*TAREFAS DO EXERCÍCIO*:
**1.** No texto sobre o pretérito mais-que-perfeito, a palavra "perfeito" é o particípio de qual verbo?
**2.** Retome o texto sobre o pretérito mais-que-perfeito e escreva a continuação a partir da última frase apresentada.

*TRECHO SELECIONADO*:
O pretérito mais-que-perfeito tem esse nome porque indica fato anterior ao expresso pelo perfeito
"FAMÍLIA MUDA-SE" é o nome de uma mais do que
recomendável peça teatral, escrita e dirigida por Odilon
Wagner. No belo texto (cujo argumento é do próprio Wagner e de Tânia Bondezan), há uma passagem
em que o hilariante Marco Antônio
(personagem interpretado por Márcio Ribeiro) diz a Fernanda (Tânia
Bondezan): "Às vezes eu fico pretérito com você". "Como?", pergunta
Fernanda, com ar de quem não entendeu a metáfora. "Fico mais que
passado", explica Marco Antônio. E
a platéia ri gostosamente, surpresa
com o desvendamento da charada.
Na verdade, a brincadeira se apóia
no valor específico de um dos três
pretéritos do modo indicativo (o
mais-que-perfeito), que tem esse
nome justamente porque expressa
fato passado anterior a outro, expresso pelo pretérito perfeito.
É bom que se diga que a palavra
"perfeito" nada mais é do que o particípio de "perfazer", que significa
"fazer completamente", "tornar
completo o número ou o valor de"
etc. Quando se diz, por exemplo, que
uma compra perfaz X reais, diz-se
que esse é o total da compra.
Posto isso, não é difícil entender
por que o pretérito perfeito tem o
nome que tem. O valor específico
desse tempo verbal é o de indicar
um processo passado totalmente
concluído ("Dona Canô Velloso nasceu em 16 de setembro de 1907").
Também não é difícil entender que
o pretérito mais-que-perfeito é
mais que perfeito justamente porque indica fato anterior ao que é
expresso pelo pretérito perfeito.
Grosso modo, o mais-que-perfeito é o "passado do passado", o "passado mais passado que outro" ou
coisa que o valha. Em "Quando ela
chegou, eu já resolvera o problema", a resolução é anterior à chegada. "Resolvera" é a forma simples do pretérito mais-que-perfeito de "resolver" (as formas compostas equivalentes são "tinha/havia resolvido"). Essa flexão expressa fato anterior ao indicado por
"cheguei", do pretérito perfeito.

*DADOS DE ORIGEM*:
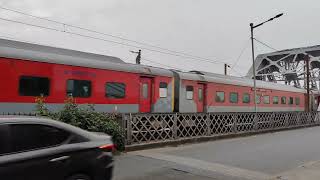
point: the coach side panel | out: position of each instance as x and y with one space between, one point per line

*RESPOSTAS POR TAREFA*:
**1.** Do verbo "perfazer".

**2.**
Bem, já que falamos tanto de
pretérito, que tal saber que essa palavra é da mesma família de... Já sabe? Pois vou dar uma dica: quando
alguém diz algo como "Não quero
me meter na sua vida, mas...", acaba de fazer o que disse que não ia
fazer, certo? Pois essa é a figura da
preterição, palavra que, ao pé da letra, é o ato de preterir, verbo que
significa "deixar de parte, desprezar, rejeitar". Em outras palavras,
quem diz "Não quero me meter..."
despreza (nega) o que acaba de dizer (e despreza também o que seu
receptor pode querer não ouvir).
Pois bem. A palavra "pretérito" é
da mesma família de "preterir". De
acordo com o "Houaiss" e com o
"Aurélio", "pretérito" vem do latim
"praeteritu", que o "Houaiss" traduz por "deixado de lado, omitido,
passado, decorrido (o tempo)".
Estamos tão acostumados a relacionar a palavra "pretérito" com
gramática que chegamos a estranhar seu uso em outras situações.
No texto literário, não é rara a presença de "pretérito" como adjetivo
puro e simples, como sinônimo de
"passado". O "Aurélio" dá este
exemplo, extraído de "O Mistério
da Poesia", de João Gaspar Simões:
"O homem adulto ... conhece as experiências pretéritas dos outros
homens através dos livros". É isso.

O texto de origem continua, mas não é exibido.